Segmentation annotation records
::::::::
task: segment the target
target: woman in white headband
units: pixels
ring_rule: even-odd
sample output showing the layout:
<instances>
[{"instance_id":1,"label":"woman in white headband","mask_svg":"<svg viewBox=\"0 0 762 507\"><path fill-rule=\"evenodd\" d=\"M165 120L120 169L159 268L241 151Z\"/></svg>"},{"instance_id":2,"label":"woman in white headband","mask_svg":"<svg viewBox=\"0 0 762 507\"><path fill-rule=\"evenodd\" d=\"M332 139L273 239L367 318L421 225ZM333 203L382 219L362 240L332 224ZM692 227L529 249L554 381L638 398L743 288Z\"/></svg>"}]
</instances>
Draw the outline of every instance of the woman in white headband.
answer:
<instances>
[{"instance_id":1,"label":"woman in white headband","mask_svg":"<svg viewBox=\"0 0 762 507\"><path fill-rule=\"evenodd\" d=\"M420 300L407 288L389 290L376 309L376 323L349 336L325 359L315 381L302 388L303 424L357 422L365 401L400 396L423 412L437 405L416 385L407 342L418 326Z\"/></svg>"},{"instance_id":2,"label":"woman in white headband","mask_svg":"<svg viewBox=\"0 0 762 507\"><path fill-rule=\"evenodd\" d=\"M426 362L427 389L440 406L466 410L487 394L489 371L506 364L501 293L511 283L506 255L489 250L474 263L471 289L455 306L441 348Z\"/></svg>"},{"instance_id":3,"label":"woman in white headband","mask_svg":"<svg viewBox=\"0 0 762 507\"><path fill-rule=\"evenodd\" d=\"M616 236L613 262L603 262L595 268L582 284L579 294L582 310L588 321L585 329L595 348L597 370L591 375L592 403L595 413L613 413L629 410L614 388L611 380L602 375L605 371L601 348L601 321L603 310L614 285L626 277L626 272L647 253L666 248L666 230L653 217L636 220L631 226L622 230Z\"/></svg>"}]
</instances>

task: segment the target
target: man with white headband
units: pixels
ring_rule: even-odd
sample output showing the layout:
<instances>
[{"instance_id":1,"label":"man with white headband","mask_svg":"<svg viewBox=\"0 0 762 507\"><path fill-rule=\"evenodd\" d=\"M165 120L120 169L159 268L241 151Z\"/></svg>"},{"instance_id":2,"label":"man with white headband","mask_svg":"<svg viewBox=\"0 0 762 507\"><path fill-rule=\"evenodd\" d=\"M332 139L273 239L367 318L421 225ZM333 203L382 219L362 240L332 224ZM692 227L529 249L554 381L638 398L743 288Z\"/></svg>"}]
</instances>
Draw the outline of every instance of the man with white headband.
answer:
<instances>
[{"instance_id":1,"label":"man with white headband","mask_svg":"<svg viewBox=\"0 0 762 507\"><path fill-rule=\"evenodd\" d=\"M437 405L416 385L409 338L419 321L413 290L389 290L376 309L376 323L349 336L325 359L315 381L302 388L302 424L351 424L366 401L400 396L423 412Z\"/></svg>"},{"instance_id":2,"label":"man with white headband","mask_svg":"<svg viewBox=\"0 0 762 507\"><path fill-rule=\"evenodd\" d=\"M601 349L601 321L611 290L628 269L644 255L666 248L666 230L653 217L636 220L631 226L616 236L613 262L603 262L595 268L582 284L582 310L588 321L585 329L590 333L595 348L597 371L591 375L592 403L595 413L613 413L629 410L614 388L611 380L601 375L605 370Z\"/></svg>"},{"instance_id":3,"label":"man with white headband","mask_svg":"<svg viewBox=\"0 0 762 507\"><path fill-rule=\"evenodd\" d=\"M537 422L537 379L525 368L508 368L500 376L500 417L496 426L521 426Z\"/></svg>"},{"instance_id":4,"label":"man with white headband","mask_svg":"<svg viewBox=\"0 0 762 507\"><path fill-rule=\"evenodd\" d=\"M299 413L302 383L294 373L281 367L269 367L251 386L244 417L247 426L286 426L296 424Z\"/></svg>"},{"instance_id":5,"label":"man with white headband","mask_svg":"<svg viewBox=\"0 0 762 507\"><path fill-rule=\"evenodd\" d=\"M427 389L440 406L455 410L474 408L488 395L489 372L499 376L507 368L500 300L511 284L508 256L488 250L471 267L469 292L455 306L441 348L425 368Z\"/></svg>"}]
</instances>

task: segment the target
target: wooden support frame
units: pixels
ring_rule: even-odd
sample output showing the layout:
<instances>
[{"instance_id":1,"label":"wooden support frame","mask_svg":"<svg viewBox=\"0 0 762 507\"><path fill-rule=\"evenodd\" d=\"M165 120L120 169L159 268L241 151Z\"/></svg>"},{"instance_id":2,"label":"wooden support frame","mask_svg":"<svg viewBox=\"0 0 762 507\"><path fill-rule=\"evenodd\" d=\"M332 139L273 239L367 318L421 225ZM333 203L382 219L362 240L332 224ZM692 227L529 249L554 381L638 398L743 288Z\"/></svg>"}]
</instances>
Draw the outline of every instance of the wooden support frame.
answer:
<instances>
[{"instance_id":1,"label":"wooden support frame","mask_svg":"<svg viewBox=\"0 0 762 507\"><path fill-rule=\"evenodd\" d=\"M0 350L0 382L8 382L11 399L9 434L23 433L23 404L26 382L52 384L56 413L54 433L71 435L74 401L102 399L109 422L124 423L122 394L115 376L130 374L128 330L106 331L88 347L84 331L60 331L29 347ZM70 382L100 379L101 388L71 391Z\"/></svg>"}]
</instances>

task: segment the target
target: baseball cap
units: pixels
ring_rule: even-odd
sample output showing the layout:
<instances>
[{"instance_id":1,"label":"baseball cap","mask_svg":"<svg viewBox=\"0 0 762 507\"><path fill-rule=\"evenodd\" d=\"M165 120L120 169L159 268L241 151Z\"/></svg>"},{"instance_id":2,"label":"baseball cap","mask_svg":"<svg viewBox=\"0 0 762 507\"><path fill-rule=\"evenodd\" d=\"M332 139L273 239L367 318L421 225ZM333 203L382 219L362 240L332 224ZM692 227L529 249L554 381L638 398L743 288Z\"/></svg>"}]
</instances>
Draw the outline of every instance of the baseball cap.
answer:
::::::::
Collect each line of the data above that contains the word "outline", treating uppercase and lowercase letters as distinct.

| Output for this exercise |
Draw the outline of every instance of the woman in white headband.
Draw the outline of every instance of the man with white headband.
Draw the outline of every instance of the wooden support frame.
Draw the outline of every instance of the baseball cap.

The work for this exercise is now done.